In the data below, find each line containing the string "roof" and return it.

(RECORDS FOR THIS EXERCISE Opens)

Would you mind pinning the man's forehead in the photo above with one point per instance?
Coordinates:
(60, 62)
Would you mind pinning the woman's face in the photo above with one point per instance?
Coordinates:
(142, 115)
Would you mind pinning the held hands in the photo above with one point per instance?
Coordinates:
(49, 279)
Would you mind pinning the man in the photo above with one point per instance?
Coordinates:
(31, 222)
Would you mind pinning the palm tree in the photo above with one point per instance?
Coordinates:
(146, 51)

(RECORDS FOR THIS EXERCISE Closes)
(RECORDS FOR THIS EXERCISE Opens)

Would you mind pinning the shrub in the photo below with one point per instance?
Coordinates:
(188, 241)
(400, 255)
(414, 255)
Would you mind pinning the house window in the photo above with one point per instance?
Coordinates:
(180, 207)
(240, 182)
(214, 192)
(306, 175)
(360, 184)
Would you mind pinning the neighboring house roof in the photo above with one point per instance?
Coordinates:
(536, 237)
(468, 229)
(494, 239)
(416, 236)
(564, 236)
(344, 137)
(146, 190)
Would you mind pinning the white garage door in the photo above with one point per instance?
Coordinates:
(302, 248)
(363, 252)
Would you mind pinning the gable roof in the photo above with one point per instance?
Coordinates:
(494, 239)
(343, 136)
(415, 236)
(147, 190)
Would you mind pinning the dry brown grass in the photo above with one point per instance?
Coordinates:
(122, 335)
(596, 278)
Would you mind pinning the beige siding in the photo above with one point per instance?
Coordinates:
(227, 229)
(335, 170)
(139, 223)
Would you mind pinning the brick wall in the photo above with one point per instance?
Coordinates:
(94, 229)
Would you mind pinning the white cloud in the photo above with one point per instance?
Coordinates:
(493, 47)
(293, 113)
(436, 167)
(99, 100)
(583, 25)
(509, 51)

(RECORDS FOR THIS EXERCISE Closes)

OUTPUT OF THE EXERCISE:
Would you mind pinning the neighboring house roof in the photo above with one point per instance?
Would you mind pinning the gable roof in the photo above with one point per instance?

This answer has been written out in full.